→ Entries shown:
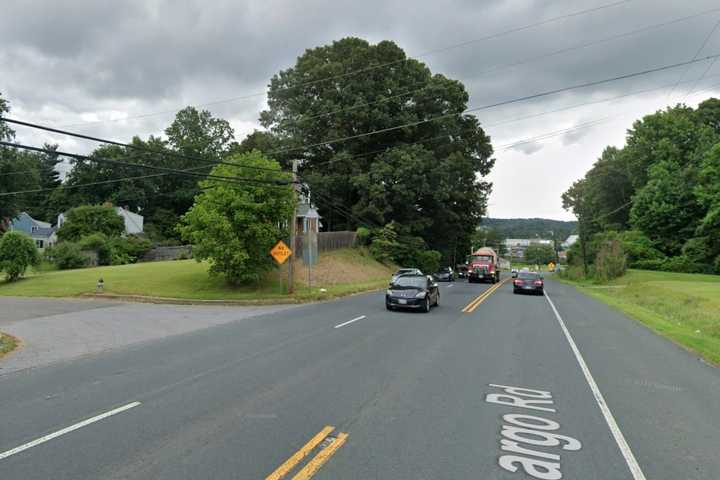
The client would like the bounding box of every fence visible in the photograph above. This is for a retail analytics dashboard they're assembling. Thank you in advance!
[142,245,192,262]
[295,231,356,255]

--

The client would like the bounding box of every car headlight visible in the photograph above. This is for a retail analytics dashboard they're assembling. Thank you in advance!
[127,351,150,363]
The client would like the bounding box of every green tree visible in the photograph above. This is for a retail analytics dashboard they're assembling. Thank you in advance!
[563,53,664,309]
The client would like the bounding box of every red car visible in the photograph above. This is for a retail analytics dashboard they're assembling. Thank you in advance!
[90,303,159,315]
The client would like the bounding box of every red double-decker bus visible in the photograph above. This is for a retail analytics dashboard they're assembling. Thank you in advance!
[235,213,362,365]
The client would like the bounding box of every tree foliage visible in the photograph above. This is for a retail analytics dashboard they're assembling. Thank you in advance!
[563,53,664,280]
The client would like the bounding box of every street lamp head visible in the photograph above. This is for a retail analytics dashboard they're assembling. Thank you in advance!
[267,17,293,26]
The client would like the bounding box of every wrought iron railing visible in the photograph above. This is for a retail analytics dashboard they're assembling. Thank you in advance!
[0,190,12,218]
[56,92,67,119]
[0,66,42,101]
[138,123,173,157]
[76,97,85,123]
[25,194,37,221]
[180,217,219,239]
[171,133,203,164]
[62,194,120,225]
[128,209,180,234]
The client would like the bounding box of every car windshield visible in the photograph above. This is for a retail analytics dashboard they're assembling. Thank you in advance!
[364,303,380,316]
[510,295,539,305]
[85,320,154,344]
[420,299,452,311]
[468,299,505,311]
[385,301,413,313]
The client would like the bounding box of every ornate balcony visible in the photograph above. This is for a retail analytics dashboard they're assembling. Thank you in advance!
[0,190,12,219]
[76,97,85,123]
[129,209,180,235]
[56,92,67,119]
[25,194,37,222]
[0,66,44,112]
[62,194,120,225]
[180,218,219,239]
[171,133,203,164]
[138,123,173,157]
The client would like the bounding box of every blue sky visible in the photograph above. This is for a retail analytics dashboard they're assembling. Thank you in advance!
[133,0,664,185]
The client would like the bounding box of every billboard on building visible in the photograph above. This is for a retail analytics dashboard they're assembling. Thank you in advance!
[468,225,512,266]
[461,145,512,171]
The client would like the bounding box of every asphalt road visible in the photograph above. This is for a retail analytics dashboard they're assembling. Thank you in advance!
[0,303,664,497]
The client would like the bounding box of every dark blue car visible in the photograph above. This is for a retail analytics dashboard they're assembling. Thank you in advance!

→ Work instructions:
Copy the stretch of material from the line containing "The client would like the bounding box of every asphalt" through the line containing "The client would like the bounding box of every dark", swapping "dashboard" for "report" and changing nothing else. Return only that stretch.

→ Solution to the problem:
The client would like the bounding box of every asphalt road visible in the photograph above. This is for a retail analytics report they're assembling. Thank you in advance!
[0,303,664,497]
The client would like the bounding box of every dark blue car visible in the photograph above. This is for a retail analytics report they're assembling. Thank you in advance!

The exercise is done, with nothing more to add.